#### EXTRACT PROVIDED
◆ ◆ ◆ ◆ ◆
Skip to main content
photo
 
Addressing the Root Problems

So was there an answer that addressed the root workflow problems and still offered a viable alternative to the status quo? Fortunately, XML (eXtensible Markup Language) seemed to address precisely these problems.

But what is XML? Here's a definition from the W3C Web site (www.w3c.org):

XML is a set of rules (you may also think of them as guidelines or conventions) for designing text formats that let you structure your data. XML is not a programming language, and you don't have to be a programmer to use it or learn it. XML makes it easy for a computer to generate data, read data, and ensure that the data structure is unambiguous.

"Structure your data." That sounded like a step in the right direction. But let's stop for a moment to examine what "structured data" means within an XML context. Put more simply:

XML is a markup language for documents containing structured information.

"Markup" means that all text within a document is enclosed within tags that describe that content. Most people are familiar with markup through HTML where an <h1></h1>tag indicates a first-level heading and <p></p> indicates a new paragraph. However, notice that those two sample HTML tags do not really describe the data enclosed within them. They identify the enclosed data as headings or paragraphs, but do not describe the data itself. Is it a chapter heading? A paragraph within a list? While it tells a Web browser (such as Netscape or Internet Explorer) how to display the data, it does not define the type of data it contains. The same <h1></h1> tag can be used for the title of a book, the author, and the chapter titles. These are three very different types of data, but nothing within the HTML tags differentiates them.
◆ ◆ ◆ ◆ ◆
#### SET PROBLEM A
For each statement about the XML passage, say yes or no to whether the passage agrees, and quote the words that decide it: (i) You need to be a programmer to use XML. (ii) The passage takes its XML definition from the W3C Web site. (iii) The same <h1></h1> tag can mark a book's title, its author, and its chapter titles.
The XML passage and the records are unrelated material.

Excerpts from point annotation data
◆ ◆ ◆ ◆ ◆
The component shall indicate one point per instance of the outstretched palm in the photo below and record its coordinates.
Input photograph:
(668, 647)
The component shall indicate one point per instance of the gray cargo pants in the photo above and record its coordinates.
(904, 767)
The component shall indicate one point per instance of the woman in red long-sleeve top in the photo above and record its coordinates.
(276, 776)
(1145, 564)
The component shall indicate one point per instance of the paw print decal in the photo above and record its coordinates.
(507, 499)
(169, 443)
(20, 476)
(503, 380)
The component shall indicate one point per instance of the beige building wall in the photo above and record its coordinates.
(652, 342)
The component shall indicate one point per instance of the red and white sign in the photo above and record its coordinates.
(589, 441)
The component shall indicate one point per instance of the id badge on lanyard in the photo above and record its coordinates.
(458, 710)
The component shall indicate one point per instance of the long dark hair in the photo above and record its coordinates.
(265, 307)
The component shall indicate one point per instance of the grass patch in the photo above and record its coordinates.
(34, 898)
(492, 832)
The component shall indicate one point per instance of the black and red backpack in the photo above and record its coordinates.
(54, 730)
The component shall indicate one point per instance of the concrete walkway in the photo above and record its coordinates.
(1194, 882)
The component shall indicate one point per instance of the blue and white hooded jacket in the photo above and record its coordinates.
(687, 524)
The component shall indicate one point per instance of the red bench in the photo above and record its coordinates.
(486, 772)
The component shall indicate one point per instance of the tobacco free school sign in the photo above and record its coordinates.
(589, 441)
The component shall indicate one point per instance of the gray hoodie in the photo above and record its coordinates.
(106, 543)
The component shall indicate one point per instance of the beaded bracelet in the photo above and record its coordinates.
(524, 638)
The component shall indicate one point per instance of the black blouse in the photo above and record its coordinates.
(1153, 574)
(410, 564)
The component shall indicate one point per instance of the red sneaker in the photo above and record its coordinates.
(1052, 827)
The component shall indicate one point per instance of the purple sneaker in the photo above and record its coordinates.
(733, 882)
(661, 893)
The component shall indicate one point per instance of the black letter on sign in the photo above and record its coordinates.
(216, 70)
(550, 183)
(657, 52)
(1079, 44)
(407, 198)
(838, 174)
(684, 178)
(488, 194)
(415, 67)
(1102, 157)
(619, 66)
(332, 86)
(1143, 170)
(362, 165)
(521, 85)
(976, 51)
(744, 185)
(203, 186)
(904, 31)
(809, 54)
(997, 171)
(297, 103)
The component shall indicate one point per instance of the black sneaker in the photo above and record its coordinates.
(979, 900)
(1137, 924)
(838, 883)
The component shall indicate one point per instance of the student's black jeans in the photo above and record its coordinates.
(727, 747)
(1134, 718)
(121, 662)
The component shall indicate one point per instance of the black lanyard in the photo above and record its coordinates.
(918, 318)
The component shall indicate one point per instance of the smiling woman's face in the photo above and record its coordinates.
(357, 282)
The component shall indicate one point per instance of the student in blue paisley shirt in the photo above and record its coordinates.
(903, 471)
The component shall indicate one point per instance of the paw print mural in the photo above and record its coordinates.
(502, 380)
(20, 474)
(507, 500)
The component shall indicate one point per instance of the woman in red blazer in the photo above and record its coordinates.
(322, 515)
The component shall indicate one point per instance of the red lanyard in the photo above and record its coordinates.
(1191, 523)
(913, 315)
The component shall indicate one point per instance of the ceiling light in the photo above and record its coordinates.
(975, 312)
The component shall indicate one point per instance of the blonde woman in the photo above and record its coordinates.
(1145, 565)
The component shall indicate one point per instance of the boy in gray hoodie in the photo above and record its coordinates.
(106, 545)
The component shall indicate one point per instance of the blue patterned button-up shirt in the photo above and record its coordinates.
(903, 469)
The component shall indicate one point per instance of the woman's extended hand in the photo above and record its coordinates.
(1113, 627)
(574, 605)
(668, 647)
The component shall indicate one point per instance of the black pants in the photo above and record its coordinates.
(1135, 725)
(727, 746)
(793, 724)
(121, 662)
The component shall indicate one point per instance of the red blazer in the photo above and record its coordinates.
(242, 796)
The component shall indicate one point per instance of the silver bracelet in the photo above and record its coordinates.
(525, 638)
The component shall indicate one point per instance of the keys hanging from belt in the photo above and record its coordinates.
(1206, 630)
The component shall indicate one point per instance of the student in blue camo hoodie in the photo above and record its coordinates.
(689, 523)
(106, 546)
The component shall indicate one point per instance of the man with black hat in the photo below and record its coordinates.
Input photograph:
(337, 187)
◆ ◆ ◆ ◆ ◆
#### SET PROBLEM B
Duplicate the lines of the records from the line containing "in blue camo" through the last line of the records, including both of those lines.

#### OUTPUT A
(i) No: "you don't have to be a programmer to use it or learn it."
(ii) Yes: "Here's a definition from the W3C Web site (www.w3c.org):"
(iii) Yes: "The same <h1></h1> tag can be used for the title of a book, the author, and the chapter titles."

#### OUTPUT B
The component shall indicate one point per instance of the student in blue camo hoodie in the photo above and record its coordinates.
(689, 523)
(106, 546)
The component shall indicate one point per instance of the man with black hat in the photo below and record its coordinates.
Input photograph:
(337, 187)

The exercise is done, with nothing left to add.